# [Provided information]
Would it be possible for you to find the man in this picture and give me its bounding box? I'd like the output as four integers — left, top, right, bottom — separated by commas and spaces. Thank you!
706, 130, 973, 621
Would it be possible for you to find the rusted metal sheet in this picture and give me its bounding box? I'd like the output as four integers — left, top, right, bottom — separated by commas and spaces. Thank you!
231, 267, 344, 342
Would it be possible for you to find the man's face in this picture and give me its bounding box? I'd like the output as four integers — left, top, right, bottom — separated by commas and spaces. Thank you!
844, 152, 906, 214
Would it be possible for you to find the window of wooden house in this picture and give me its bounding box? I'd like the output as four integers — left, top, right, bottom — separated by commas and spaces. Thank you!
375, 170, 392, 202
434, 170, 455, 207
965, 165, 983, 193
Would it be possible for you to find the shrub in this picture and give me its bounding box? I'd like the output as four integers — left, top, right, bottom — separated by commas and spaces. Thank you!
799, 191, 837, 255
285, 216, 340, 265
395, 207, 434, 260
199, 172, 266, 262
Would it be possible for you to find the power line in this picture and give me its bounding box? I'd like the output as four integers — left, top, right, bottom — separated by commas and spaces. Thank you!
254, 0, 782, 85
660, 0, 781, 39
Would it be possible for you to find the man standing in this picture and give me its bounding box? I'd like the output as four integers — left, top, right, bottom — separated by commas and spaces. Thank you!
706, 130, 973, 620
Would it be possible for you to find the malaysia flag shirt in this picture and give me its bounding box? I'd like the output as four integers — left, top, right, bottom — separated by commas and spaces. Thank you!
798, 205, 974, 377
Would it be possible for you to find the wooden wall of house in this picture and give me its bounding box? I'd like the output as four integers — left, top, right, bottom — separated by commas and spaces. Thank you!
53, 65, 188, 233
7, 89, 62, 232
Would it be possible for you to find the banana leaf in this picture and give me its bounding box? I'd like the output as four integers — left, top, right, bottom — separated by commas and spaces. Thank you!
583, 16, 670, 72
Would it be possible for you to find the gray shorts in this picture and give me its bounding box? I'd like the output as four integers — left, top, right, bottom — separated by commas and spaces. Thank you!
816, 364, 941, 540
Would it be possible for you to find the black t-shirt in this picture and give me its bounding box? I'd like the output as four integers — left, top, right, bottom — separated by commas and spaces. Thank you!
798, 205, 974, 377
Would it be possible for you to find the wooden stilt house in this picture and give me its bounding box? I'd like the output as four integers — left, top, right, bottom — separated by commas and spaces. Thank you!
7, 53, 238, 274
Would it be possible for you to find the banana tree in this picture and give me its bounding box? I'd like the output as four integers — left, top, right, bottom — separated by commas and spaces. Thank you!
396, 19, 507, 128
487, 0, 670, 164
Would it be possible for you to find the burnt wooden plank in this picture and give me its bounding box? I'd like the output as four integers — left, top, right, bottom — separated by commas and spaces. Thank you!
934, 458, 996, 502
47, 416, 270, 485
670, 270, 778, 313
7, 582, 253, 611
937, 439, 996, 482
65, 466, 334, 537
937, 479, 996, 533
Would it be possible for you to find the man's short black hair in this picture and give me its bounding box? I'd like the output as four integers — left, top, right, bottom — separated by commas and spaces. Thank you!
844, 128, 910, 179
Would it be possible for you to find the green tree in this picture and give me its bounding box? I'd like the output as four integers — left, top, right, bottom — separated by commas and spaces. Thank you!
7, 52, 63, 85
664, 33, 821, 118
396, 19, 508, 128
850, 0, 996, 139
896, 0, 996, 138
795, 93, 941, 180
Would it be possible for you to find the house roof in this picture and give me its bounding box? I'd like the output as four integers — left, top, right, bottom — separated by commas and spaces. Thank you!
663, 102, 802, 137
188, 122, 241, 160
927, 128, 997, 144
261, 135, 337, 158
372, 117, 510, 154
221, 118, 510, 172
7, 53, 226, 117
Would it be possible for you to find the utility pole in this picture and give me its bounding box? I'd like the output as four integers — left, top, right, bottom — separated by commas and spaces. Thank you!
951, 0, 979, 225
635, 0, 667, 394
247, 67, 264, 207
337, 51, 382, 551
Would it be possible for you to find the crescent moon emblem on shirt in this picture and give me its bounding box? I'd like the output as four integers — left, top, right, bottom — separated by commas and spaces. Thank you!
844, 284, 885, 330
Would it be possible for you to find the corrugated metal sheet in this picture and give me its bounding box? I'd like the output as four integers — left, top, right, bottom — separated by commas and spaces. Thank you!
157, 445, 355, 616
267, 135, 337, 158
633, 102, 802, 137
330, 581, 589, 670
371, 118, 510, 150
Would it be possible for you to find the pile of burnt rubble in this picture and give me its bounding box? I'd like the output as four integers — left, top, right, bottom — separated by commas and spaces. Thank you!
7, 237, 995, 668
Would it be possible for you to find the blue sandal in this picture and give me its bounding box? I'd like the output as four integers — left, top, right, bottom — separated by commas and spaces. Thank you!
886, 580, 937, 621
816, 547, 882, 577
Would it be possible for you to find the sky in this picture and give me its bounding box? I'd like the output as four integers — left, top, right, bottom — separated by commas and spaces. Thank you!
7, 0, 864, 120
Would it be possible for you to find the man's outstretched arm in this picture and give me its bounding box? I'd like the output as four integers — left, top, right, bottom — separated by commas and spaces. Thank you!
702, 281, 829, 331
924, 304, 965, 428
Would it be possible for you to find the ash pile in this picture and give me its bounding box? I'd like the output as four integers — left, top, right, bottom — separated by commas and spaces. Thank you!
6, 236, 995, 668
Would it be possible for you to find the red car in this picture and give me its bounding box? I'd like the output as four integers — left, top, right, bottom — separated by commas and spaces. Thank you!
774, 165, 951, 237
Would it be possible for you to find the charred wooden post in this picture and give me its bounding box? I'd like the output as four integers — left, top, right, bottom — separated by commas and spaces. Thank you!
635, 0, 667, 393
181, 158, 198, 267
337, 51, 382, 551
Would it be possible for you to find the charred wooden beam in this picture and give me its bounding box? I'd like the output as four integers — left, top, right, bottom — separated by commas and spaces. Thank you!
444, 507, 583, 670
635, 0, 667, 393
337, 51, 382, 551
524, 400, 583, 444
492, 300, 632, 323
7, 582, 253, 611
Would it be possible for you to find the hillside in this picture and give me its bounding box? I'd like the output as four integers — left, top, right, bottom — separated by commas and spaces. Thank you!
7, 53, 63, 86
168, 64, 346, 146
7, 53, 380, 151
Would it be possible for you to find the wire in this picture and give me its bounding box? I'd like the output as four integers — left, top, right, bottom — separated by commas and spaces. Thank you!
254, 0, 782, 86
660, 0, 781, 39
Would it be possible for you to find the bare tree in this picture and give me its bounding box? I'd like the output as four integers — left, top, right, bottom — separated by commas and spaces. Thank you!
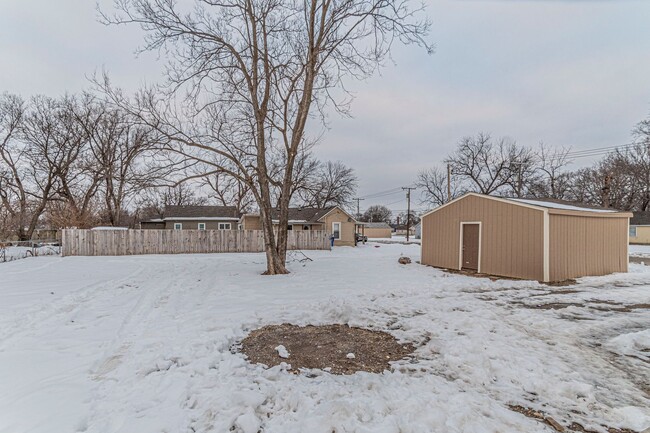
103, 0, 430, 274
298, 161, 358, 209
201, 172, 255, 213
361, 205, 393, 224
415, 167, 464, 206
0, 94, 29, 238
0, 96, 61, 240
138, 183, 208, 219
446, 132, 523, 194
73, 94, 158, 226
529, 143, 572, 200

# [Work to be completed]
Could you write out all of the records above again, swapping "bounding box" for "enclosing rectangle" and leaving the pictures out, with nothing else changed?

# [Reply]
Would it be possible for you to find the man in this picture and give me its enclosing rectangle? I'd like the output as four integers — left, top, right, bottom — separated by commas and spaces. Thank you!
706, 130, 973, 621
Would it be possible for you to find the rusted metal sheet in this picture and give me its enclosing rectangle? I'd like the output as four integers — left, top, right, bottom — separated by commas and spaces. Thank you!
231, 267, 344, 342
Would it be possible for you to find the man's face in this picture and give me its enclosing rectangle? I'd like the output as four integers — left, top, right, bottom — separated by commas and spaces. Thank you!
844, 152, 906, 214
Would it be possible for you to find the window of wooden house in this picture and give me its enclosing rectangle? I'd like the output as four integers — left, top, right, bottom — separated by commas and spaces. Thank you!
375, 170, 392, 202
434, 170, 455, 207
965, 165, 983, 193
Would it be possible for you to find the shrub in this picture and give me its enclosing rectangle? I'd like the output as four integers — left, top, right, bottom — separated by commas and spaces. Thank you!
799, 191, 837, 255
285, 216, 340, 265
395, 207, 434, 260
199, 172, 266, 262
Would it be possible for you to find the power line in this picture and give me its enclosing rectangle? I'd like the output as four integers — left, top, right, bottom — separated by commas and spaces. Thank you!
254, 0, 782, 85
660, 0, 781, 39
Would it be possible for you to find the man standing in this picture and give me its enclosing rectangle? I'd like the output as four integers — left, top, right, bottom — separated by commas and spaces. Thank you!
706, 130, 973, 620
Would it be possible for you to find the malaysia flag shirt in this picture and give me its enclosing rectangle? I'd like the output as four integers — left, top, right, bottom — separated by commas and spaces. Thank you!
798, 205, 974, 377
Would it be possible for you to find the wooden wall of house in this picture and give me its enclosing rectangle? I'd like the output as four integers — left, top, right, bottom — separated by commas and spaces. Thank you!
53, 65, 188, 233
7, 89, 62, 232
Would it be possible for you to find the banana leaf in this picture and give me its enclosing rectangle? I'd like the output as four integers — left, top, right, bottom — separated by commas and spaces. Thank you!
583, 16, 670, 72
Would it be possible for you to find the gray shorts in this picture and give me its enclosing rectangle? I'd like the output as four integers — left, top, right, bottom — separated by commas and spaces. Thank you!
816, 364, 941, 540
Would it be possible for you to find the black t-shirt in this picture and give me its enclosing rectangle? I'd like the output as four integers — left, top, right, bottom — separated by commas and spaces. Thank you!
798, 205, 974, 377
Would it be possible for you to find the wooden stilt house in this picture and give me its enclosing rectangle? I'd like the output as four integers — left, top, right, bottom — separated by commas and spaces. Thank you!
7, 53, 238, 274
Would it be possible for you to find the banana tree in this picture and give me its enclosing rectangle? I'd like the output as four integers — left, top, right, bottom — separated by commas and spaces. Thank you!
396, 19, 507, 128
487, 0, 670, 164
Would it be possible for you to find the burnt wooden plank in this picture and give me its enclosing rectangle? I'd like the output as four integers — left, top, right, bottom — separated by commas and spaces. Thank you!
934, 458, 996, 502
47, 416, 270, 485
670, 270, 778, 313
7, 582, 253, 611
937, 439, 996, 482
65, 466, 334, 537
937, 479, 996, 533
Would it be possible for you to find the man's short black hair in this picture and give me its enclosing rectangle? I'd like the output as four integers — left, top, right, bottom — separated by commas and spaces. Thank you!
844, 128, 910, 179
Would it be possible for you to find the green tree in this picture and give me its enclosing rectangle? I'd like the output as four integers — left, top, right, bottom — separated by commas and spaces. Thank you!
7, 52, 63, 85
664, 33, 821, 118
396, 19, 508, 128
850, 0, 996, 139
896, 0, 996, 138
795, 93, 941, 180
Would it be possible for you to find the house roof in this picture and give me its enclosing rectangle? I'd like the output as four integers — left, top, right, bottom — separated by commas and spaces. Thank you!
663, 102, 802, 137
188, 122, 241, 160
927, 128, 997, 144
261, 135, 337, 158
372, 117, 510, 154
221, 118, 510, 172
7, 53, 226, 117
Would it be possible for you to find the utility pole in this picture and give me its enclosing rectangle? I'd like the output as four integers — left, top, right, bottom — separated by commas and spaces. Thank you!
951, 0, 979, 225
635, 0, 667, 394
247, 67, 264, 207
337, 51, 382, 551
Would it be possible for you to find the crescent moon emblem on shirt in this picture and give me its enclosing rectangle? I'd like the output as four integers — left, top, right, bottom — separated by commas and spaces. Thank you!
844, 284, 885, 330
Would it be possible for you to find the corrugated metal sheet in this picture and give me its enclosing rectangle? I'd like the output as four integers — left, top, right, bottom — separated by commas and spaces. Thank you!
157, 445, 355, 616
267, 135, 337, 158
633, 102, 802, 137
330, 581, 589, 670
371, 118, 510, 150
Would it be possible for you to find the pile of burnt rubble in this picture and give me its enclosing rectangle? I'd like the output as four integers — left, top, right, bottom — separated by commas and spaces. Thank you!
7, 237, 995, 668
Would it be possible for you to find the blue sandal in this picture and give me its enclosing rectangle? I'd like the output as four integers — left, top, right, bottom — separated by commas and spaces. Thank you!
886, 580, 937, 621
816, 547, 882, 577
Would it be possible for you to find the sky in this picture and give me its enclosing rectangle? I'd like the output as four integers — left, top, right, bottom — separated by commas and spaces. Thank you!
7, 0, 864, 120
Would it be possible for you to find the man's outstretched arm in this picture and give me its enclosing rectangle? I'd like the output as four integers — left, top, right, bottom — separated by commas and spaces. Thank you!
702, 281, 829, 331
924, 304, 965, 428
Would it be possible for you to find the ash pile in this picture and give me its enclosing rectangle? I'd like the output as four integers — left, top, right, bottom — separated by commas and spaces. Thank you!
6, 236, 995, 668
Would it be possible for you to find the red car in this picture and give me its enclosing rectangle? I'd like the output as four integers — left, top, right, bottom — separated by commas and spaces. Thank you!
774, 165, 951, 237
Would it be possible for you to find the charred wooden post in this picture and give me its enclosing rectangle? I'd like the output as four integers — left, top, right, bottom — separated by commas and spaces. Thank you!
635, 0, 667, 393
181, 158, 198, 267
337, 51, 382, 551
Would it be possible for you to find the charred wooden beam in this picture and give me its enclosing rectangle? I'd like the output as four integers — left, top, right, bottom — separated by commas and spaces. Thank you!
444, 507, 583, 670
635, 0, 667, 393
337, 51, 382, 551
524, 400, 583, 444
492, 300, 632, 323
7, 582, 253, 611
Would it be possible for you to find the hillside in this picture and give me its enclosing rectangle? I'd like the output as four integers — left, top, right, bottom — separated by commas and spaces. Thank you!
7, 53, 63, 86
168, 64, 346, 146
7, 53, 380, 151
Would it be possible for you to find the wire in this picture and give me its enclosing rectangle? I'd like the output as four integers — left, top, right, bottom — separated by commas and spaces. Thank you!
254, 0, 782, 86
660, 0, 781, 39
Would it be possible for you to find the bare tree in this picture and give me its enclosing rectangle? I'd like the output as four integers — left, top, right, bottom — separated by commas and spaces. Thank you!
103, 0, 430, 274
298, 161, 358, 209
201, 172, 255, 213
361, 205, 393, 224
415, 167, 464, 206
0, 94, 29, 238
0, 96, 61, 240
138, 183, 208, 219
446, 132, 523, 194
73, 94, 158, 226
529, 143, 572, 200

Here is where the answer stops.